DATA LISTING.
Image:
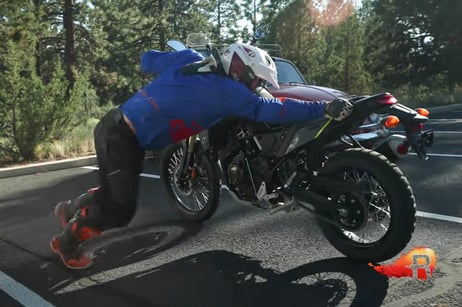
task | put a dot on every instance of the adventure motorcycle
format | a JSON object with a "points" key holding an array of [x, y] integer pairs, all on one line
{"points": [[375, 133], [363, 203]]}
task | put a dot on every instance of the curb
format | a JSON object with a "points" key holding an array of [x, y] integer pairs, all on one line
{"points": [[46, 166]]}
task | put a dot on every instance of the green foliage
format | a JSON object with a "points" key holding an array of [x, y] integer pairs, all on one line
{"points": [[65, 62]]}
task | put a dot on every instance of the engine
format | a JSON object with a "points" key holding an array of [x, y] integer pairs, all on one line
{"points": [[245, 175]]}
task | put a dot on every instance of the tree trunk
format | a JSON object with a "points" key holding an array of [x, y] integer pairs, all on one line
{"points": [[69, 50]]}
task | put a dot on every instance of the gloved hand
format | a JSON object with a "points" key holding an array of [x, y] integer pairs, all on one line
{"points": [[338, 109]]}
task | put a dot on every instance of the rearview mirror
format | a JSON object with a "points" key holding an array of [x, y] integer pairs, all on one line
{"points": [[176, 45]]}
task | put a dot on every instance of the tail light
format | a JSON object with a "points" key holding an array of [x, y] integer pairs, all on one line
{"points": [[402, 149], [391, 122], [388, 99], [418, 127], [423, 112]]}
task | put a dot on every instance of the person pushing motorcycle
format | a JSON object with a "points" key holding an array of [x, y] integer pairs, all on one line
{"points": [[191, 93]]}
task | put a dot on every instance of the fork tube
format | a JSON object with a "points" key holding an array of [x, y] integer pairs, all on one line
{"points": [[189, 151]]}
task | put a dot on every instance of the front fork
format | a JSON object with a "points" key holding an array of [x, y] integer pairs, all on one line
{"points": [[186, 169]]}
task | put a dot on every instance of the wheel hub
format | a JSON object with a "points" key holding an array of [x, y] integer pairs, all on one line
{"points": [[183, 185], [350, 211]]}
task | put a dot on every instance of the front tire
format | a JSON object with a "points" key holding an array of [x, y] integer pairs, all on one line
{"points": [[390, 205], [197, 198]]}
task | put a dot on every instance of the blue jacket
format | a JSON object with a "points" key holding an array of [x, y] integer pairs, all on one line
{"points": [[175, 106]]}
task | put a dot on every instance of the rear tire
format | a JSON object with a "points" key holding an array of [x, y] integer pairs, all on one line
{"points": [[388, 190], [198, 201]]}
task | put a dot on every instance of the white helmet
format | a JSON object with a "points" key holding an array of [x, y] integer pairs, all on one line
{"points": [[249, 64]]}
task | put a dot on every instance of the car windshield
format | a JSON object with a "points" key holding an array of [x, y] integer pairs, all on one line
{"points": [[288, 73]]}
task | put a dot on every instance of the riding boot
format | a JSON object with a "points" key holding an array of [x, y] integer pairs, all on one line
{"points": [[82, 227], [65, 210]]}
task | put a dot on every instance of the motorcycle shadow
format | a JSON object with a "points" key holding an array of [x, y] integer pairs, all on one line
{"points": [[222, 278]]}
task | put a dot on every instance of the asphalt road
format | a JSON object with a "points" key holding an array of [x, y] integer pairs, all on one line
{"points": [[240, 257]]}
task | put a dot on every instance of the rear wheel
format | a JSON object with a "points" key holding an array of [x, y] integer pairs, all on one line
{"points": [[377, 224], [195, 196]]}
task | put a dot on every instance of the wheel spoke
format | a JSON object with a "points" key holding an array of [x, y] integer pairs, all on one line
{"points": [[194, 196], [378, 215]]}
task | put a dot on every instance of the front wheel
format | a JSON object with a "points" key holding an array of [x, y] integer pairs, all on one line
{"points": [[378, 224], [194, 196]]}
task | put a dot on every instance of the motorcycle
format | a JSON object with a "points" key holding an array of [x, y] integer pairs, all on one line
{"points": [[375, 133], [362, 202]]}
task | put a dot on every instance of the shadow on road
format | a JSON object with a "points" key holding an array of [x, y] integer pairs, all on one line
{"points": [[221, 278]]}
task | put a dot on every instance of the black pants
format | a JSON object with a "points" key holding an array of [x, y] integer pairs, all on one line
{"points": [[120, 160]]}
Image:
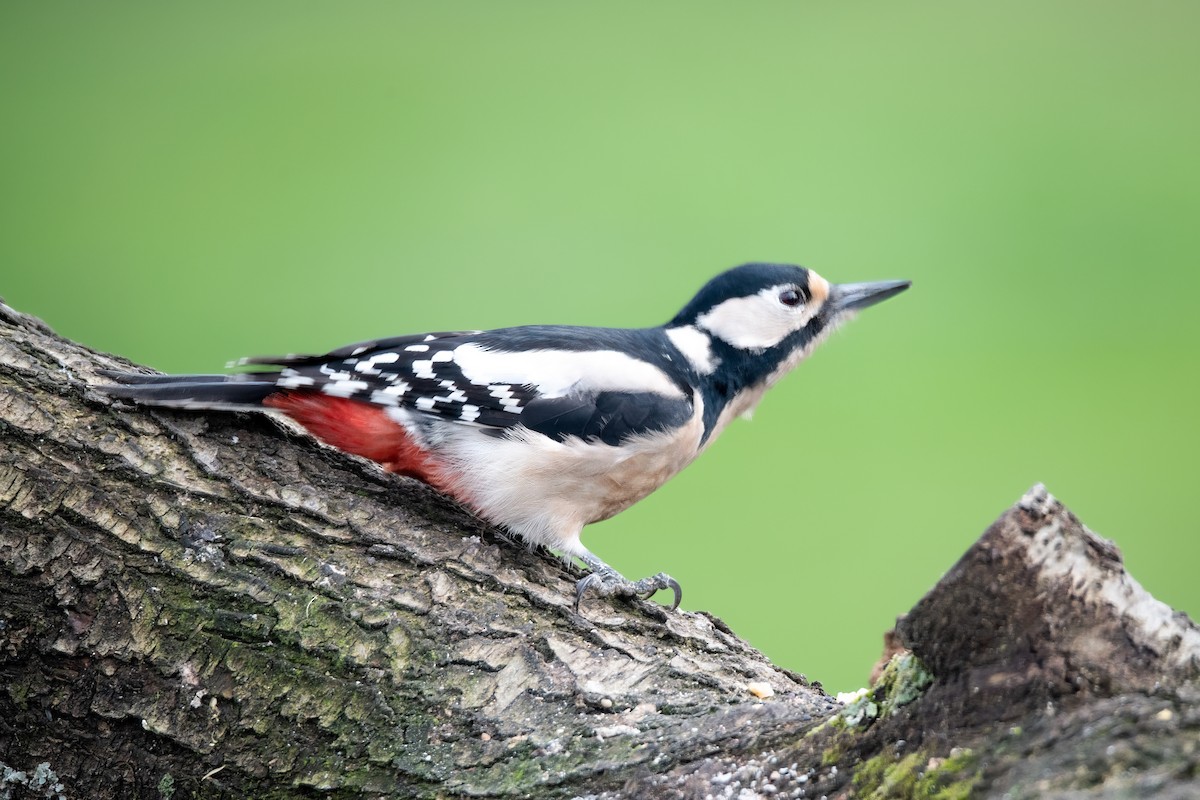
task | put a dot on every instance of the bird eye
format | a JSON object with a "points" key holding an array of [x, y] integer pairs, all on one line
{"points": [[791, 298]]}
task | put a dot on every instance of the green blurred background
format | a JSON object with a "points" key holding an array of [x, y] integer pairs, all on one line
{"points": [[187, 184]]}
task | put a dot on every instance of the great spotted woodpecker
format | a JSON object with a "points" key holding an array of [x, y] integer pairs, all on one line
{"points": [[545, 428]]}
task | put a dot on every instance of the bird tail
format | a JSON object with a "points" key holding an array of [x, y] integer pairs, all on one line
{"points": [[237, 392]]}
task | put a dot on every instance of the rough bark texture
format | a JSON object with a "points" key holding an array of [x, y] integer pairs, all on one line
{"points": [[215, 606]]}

WHAT THE TASK REQUIRES. Repeat exactly the lines from the one containing "green blurred background" through the last line of the records above, both included, and nothing else.

EXERCISE ANSWER.
task | put a dot on every instance of the green blurred background
format | a JSON object with a "points" key holding an array of [x, y] integer pairs, all on one line
{"points": [[187, 184]]}
task | put a dot on every instance of the great spotted woodpecker
format | a JSON object with a "points" key holding an array of [x, y] integer pairs, all on one line
{"points": [[545, 428]]}
task | put a dot on every instance of the bird tail
format | a JSON object with a "points" key holding an array of [x, y] integer pairs, all on one line
{"points": [[237, 392]]}
task | put a dot on every instance of the rough bark texture
format | a JSON object with a "points" key holding an array of [x, y] integer pairs, all on one line
{"points": [[215, 606]]}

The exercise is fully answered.